# RIP my Hiss



## asm1006 (May 5, 2007)

Just got back from the vet. Hiss been unwell for a while. Both myself and the vets ( and Julia bless her ) have tried to get him better. 
This afternoon he looked worse than ever and appeared to have lost any will to live. I took him to the vet and we had to put him to sleep which was awful, both myself and the vet were upset. I got home saw his viv and tears again. Worse I have to clean it out. I so miss him but he was shutting down and very uncomfortable. In tears typing this as he used to love climbing through our hair...the vet said he looked so much more at peace when he was held by be, held him right until the end. RIP my sweet snake.


----------



## GeckoLover (Dec 2, 2007)

RIP, Hiss


----------



## wohic (Jun 19, 2006)

I am soooooooooo sorry anna, but you tried so hard to get him better, no one could have done more for him.


----------



## kelly (Mar 3, 2006)

im so sorry 

R.I.P hiss xx


----------



## hermanlover (Jul 8, 2007)

so sorry to hear this!!! it is abserloutly heart vbreaking when things like these happen, but just remember it was the kindest thing to do, and nobody could of done anything else for him, so you stoped him suffering, his body may not be here anymore, but his spirit will always remain, and he will thank you for all the wonderful times you gave him, you can tell how much he enjoyed his life just by his face in the pic

hope you are ok!! :grouphug:

R.I.P hiss

lee


----------



## asm1006 (May 5, 2007)

Thanks Julia that means alot: victory:
Just so sad. Thanks GeckoLover and Kelly too.
CK Lover, thanks for that-I am sitting here in tears its so unfair he was such a lovely boy. I had to stop him suffering, this afternoon he just gave up and I just held him whilst he died after his injection. You must think me silly but he was such a character, a friendly snake. Hubby will bury him tomorrow as I cannot bear to.


----------



## Iliria (Jan 19, 2007)

r.i.p


----------



## Esarosa (Jul 13, 2007)

§ Given information:
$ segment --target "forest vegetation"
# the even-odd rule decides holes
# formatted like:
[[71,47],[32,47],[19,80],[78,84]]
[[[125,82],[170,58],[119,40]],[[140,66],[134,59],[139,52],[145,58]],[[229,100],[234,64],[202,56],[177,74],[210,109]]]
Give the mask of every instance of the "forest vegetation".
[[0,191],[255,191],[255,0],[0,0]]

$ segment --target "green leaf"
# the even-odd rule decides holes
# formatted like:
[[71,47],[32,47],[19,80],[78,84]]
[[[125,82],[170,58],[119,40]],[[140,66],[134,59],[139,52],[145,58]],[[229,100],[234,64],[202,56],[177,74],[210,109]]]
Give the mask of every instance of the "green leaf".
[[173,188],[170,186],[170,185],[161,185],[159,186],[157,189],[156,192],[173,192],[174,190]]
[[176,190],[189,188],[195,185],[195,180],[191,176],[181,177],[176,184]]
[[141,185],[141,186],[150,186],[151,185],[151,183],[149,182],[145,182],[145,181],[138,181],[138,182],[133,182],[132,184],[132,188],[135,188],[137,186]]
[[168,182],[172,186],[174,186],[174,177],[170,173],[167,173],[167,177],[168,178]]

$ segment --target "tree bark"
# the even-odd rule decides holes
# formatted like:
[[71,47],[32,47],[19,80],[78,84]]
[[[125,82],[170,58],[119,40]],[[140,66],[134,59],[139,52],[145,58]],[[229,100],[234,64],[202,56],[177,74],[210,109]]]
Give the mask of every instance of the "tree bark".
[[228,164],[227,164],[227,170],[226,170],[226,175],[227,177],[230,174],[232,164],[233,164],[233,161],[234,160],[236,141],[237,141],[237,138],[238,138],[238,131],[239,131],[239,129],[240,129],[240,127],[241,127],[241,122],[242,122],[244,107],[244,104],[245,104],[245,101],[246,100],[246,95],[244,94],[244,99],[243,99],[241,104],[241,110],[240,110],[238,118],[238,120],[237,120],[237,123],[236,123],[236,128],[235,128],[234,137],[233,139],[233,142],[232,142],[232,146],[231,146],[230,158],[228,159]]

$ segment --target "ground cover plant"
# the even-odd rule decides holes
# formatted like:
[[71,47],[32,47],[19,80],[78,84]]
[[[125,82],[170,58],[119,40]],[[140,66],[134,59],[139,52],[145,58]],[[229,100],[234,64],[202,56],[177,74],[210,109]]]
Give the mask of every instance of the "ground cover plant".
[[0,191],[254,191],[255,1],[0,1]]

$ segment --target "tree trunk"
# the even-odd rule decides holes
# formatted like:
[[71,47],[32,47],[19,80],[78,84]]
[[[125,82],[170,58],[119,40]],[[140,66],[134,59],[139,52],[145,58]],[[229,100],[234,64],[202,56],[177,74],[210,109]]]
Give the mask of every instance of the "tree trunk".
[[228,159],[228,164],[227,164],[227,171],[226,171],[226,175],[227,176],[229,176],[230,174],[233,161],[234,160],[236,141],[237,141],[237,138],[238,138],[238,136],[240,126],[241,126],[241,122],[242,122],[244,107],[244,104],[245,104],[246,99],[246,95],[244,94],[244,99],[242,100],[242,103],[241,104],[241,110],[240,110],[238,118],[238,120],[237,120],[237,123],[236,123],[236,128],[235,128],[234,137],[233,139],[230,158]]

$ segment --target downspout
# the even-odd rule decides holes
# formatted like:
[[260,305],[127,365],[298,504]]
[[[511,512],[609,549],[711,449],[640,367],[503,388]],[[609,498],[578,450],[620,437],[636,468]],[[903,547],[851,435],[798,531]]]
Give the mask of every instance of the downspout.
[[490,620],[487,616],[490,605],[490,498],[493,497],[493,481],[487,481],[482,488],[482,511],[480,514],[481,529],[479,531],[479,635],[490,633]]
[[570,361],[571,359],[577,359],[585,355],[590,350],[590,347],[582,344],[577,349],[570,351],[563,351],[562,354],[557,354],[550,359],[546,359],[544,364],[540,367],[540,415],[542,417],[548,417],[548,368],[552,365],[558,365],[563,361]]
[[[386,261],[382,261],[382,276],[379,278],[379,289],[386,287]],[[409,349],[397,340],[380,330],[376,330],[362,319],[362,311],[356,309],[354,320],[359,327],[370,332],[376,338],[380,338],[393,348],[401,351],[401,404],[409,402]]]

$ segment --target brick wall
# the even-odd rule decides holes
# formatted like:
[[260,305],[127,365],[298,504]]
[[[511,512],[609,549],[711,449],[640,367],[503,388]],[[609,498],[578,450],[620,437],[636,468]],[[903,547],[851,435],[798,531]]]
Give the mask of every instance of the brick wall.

§ Directives:
1. Using the thread about Hiss, mark each statement yes or no, quoting the deciding words exactly. (a) The vet put Hiss to sleep. (b) asm1006 plans to bury Hiss. (c) Hiss used to love climbing through hair.
2. Turn the stretch of the records from their first line through the line containing "[[0,191],[254,191],[255,1],[0,1]]" into a JSON list of strings, one string per line, leaving out blank lines.
The forum thread about Hiss has no connection to the records.

§ Answers by task:
1.
(a) Yes: "we had to put him to sleep"
(b) No: "Hubby will bury him tomorrow as I cannot bear to."
(c) Yes: "he used to love climbing through our hair"

2.
[
  "$ segment --target \"forest vegetation\"",
  "# the even-odd rule decides holes",
  "# formatted like:",
  "[[71,47],[32,47],[19,80],[78,84]]",
  "[[[125,82],[170,58],[119,40]],[[140,66],[134,59],[139,52],[145,58]],[[229,100],[234,64],[202,56],[177,74],[210,109]]]",
  "Give the mask of every instance of the \"forest vegetation\".",
  "[[0,191],[255,191],[255,0],[0,0]]",
  "$ segment --target \"green leaf\"",
  "# the even-odd rule decides holes",
  "# formatted like:",
  "[[71,47],[32,47],[19,80],[78,84]]",
  "[[[125,82],[170,58],[119,40]],[[140,66],[134,59],[139,52],[145,58]],[[229,100],[234,64],[202,56],[177,74],[210,109]]]",
  "Give the mask of every instance of the \"green leaf\".",
  "[[173,188],[170,186],[170,185],[161,185],[159,186],[157,189],[156,192],[173,192],[174,190]]",
  "[[176,190],[189,188],[195,185],[195,180],[191,176],[181,177],[176,184]]",
  "[[141,185],[141,186],[150,186],[151,185],[151,183],[149,182],[145,182],[145,181],[138,181],[138,182],[133,182],[132,184],[132,188],[135,188],[137,186]]",
  "[[168,182],[172,186],[174,186],[174,177],[170,173],[167,173],[167,177],[168,178]]",
  "$ segment --target \"tree bark\"",
  "# the even-odd rule decides holes",
  "# formatted like:",
  "[[71,47],[32,47],[19,80],[78,84]]",
  "[[[125,82],[170,58],[119,40]],[[140,66],[134,59],[139,52],[145,58]],[[229,100],[234,64],[202,56],[177,74],[210,109]]]",
  "Give the mask of every instance of the \"tree bark\".",
  "[[228,164],[227,164],[227,170],[226,170],[226,175],[227,177],[230,174],[232,164],[233,164],[233,161],[234,160],[236,141],[237,141],[237,138],[238,138],[238,131],[239,131],[239,129],[240,129],[240,127],[241,127],[241,122],[242,122],[244,107],[244,104],[245,104],[245,101],[246,100],[246,95],[244,94],[244,99],[243,99],[241,104],[241,110],[240,110],[238,118],[238,120],[237,120],[237,123],[236,123],[236,128],[235,128],[234,137],[233,139],[233,142],[232,142],[232,146],[231,146],[230,158],[228,159]]",
  "$ segment --target \"ground cover plant\"",
  "# the even-odd rule decides holes",
  "# formatted like:",
  "[[71,47],[32,47],[19,80],[78,84]]",
  "[[[125,82],[170,58],[119,40]],[[140,66],[134,59],[139,52],[145,58]],[[229,100],[234,64],[202,56],[177,74],[210,109]]]",
  "Give the mask of every instance of the \"ground cover plant\".",
  "[[0,191],[254,191],[255,1],[0,1]]"
]